→ **Extract to read**
========================================

He did not think William Berkeley Lewis was. During the years of the long political quest, Lewis had been universally disliked in Jackson’s inner circle and was loathed by some who chafed at his tattling, always served up sadly, and his unctuous manner, always perfectly adjusted to fit Jackson's moods. The tone of Lewis's letter to Overton was grating, a strange mélange of haughtiness and simpering. The post that Overton wanted, Lewis said, was not significant enough for a man of his standing. It also carried duties that would have been too taxing for Overton's health. Then Lewis went on for too long, as he was inclined to do, by explaining some political realities. It would not be a good idea for Overton to have the post because he lived in Nashville —  "a small place" in Lewis's words — "and it might be considered, by the citizens of other states, as bestowing too many favors on it."  

It was more than galling, the master engineer at the beginning of Jackson’s campaign for the presidency being lectured to about politics and patronage by the likes of William Lewis. Overton could have heard Lewis speaking the words in his hushed and mildly urgent way, the face in a concerned frown and the eyes insincerely sympathetic, a tone and an expression everyone had seen hundreds of times during the hard work of tamping down scandals and cultivating support. Lewis had been good at both, at least. Even John Eaton had to concede that much to the bootlicker, even though Eaton was one of those who did not merely dislike but loathed Lewis.

========================================

→ **Job 1**
According to the passage about William Berkeley Lewis, in what city did Overton live?

========================================

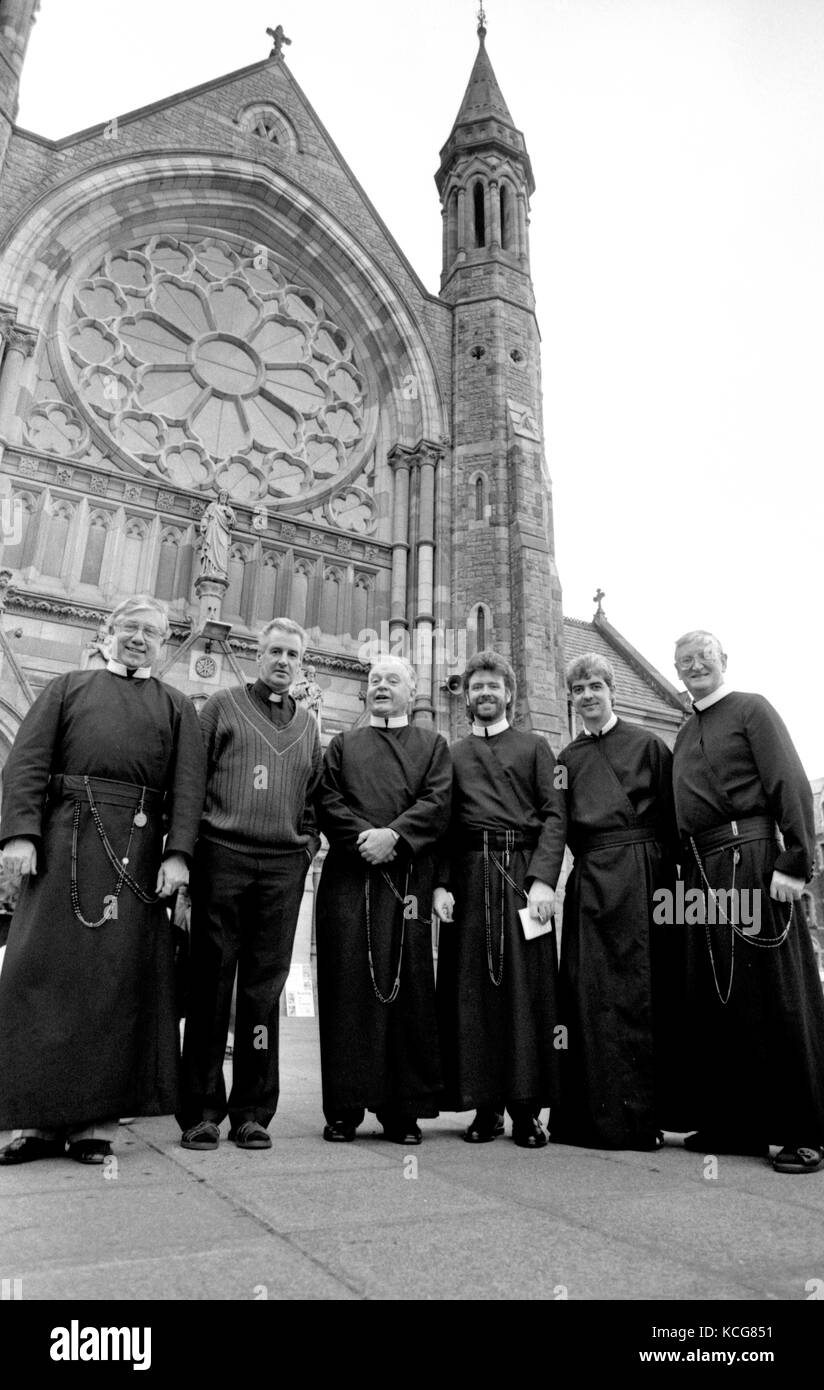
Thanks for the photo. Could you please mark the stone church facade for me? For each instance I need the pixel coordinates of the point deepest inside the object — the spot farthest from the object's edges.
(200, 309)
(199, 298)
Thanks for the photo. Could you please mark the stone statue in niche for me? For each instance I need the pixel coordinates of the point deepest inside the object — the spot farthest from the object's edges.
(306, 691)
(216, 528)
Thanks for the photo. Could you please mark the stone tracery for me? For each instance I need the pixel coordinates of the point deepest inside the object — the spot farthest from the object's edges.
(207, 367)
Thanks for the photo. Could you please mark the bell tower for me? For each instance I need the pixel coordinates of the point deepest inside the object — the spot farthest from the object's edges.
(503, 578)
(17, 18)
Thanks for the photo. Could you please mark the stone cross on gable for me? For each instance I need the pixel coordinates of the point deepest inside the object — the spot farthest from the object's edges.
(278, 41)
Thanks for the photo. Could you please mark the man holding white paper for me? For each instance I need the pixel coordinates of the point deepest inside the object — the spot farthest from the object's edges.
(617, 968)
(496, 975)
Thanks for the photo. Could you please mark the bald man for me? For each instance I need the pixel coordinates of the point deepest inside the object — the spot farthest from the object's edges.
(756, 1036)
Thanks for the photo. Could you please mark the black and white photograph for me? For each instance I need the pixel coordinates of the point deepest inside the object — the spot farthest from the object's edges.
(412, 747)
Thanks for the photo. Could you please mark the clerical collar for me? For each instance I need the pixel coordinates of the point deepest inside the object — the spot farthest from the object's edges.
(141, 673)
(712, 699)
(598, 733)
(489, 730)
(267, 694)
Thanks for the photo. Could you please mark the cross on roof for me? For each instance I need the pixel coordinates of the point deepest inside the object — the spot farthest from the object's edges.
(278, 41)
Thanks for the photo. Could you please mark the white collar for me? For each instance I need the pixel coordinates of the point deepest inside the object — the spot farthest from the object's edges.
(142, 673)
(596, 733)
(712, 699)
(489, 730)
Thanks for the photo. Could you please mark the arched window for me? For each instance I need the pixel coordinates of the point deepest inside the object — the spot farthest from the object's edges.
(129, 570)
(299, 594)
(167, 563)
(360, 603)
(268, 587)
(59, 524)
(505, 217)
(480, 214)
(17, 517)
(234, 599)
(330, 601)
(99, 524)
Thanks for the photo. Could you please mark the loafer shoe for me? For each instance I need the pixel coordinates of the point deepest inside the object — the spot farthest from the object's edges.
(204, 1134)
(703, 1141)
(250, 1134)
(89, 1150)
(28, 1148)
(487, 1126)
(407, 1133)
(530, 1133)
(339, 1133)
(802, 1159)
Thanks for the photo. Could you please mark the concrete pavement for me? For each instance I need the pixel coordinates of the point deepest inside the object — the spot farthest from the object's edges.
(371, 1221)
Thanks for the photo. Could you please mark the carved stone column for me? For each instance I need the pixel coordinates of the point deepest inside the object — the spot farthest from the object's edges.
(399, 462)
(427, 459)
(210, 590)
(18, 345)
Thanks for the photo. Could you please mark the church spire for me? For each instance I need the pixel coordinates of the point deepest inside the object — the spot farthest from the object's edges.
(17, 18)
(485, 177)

========================================

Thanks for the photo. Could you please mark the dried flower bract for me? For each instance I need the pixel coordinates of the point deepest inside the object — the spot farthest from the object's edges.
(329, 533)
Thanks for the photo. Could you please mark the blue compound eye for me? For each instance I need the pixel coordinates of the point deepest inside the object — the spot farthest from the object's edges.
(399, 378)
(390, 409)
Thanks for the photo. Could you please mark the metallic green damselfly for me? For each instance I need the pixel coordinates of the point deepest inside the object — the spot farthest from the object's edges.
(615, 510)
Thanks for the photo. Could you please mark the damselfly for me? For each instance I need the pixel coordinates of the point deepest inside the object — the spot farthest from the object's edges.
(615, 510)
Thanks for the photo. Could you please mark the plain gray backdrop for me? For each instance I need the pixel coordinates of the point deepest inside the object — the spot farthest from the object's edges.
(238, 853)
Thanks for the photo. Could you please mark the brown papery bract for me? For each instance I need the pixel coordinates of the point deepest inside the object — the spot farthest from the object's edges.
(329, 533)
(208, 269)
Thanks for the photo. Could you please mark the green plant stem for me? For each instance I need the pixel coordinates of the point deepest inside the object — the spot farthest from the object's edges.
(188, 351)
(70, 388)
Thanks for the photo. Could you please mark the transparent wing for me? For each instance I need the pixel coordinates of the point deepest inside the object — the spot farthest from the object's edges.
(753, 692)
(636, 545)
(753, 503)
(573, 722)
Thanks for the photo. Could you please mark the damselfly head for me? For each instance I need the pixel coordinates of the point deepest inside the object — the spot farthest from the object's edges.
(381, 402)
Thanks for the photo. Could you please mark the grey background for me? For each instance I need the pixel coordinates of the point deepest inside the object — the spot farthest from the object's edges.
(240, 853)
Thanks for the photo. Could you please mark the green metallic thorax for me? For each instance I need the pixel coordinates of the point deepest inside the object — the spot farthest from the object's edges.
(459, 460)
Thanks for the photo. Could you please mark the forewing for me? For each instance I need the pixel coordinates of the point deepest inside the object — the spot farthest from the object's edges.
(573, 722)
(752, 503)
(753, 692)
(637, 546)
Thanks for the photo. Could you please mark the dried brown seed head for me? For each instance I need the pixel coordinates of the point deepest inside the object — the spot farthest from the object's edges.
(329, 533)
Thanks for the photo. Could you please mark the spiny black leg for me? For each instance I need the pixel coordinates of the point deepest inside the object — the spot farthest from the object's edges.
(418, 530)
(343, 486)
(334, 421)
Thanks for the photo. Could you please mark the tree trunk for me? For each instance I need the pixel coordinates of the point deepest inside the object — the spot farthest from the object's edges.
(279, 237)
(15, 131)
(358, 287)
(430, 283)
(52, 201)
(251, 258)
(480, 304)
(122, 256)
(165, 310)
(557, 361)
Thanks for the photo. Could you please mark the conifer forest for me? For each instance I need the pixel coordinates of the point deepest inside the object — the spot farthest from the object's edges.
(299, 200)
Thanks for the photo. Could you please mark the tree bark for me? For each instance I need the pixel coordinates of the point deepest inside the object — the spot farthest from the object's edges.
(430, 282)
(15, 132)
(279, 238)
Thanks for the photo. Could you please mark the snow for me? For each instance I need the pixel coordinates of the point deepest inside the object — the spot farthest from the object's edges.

========================================

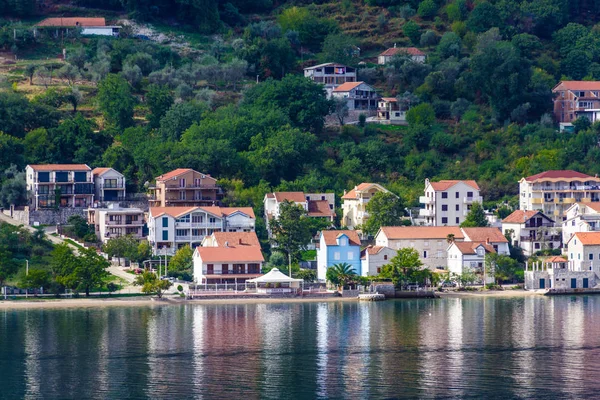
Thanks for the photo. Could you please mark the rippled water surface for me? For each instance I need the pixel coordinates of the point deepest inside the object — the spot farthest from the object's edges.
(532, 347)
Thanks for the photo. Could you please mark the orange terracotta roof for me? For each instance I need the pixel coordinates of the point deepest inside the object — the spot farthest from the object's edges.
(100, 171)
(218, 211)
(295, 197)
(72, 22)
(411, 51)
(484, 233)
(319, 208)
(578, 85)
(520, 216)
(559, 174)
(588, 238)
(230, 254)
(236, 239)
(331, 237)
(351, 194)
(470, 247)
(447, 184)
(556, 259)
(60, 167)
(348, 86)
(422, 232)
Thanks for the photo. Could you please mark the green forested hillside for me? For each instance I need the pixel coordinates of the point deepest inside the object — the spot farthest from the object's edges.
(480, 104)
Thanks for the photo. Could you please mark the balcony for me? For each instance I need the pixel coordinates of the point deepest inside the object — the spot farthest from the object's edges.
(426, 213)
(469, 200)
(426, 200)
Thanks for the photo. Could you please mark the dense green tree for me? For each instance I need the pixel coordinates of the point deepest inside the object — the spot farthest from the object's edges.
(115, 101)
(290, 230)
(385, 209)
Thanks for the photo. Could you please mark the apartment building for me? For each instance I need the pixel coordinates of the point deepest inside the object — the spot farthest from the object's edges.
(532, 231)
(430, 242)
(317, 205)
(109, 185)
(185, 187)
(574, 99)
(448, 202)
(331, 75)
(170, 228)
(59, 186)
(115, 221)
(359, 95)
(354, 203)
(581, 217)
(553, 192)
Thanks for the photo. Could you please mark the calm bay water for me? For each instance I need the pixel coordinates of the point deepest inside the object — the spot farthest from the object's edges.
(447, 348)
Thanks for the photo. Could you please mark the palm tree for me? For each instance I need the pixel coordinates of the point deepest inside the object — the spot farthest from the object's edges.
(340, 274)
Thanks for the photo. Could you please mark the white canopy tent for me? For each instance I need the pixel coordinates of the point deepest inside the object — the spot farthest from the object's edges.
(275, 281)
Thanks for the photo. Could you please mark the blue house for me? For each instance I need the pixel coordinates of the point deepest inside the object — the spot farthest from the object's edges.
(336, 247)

========================================

→ **Job 2**
Please find each line in the records that contains the word "bract" and copy it out in full. Case counts.

→ **Task result 1**
Nashville.

→ **Task result 2**
Thanks for the photo. Could you please mark the dried flower bract for me? For each instance I need the pixel coordinates of the point deepest inside the object — the spot farthest from the object's edges.
Thanks for the photo. Could you please mark the brown papery bract for me? For each instance I need the pixel coordinates of the point deepest inside the object — the spot farthest from the object's edges.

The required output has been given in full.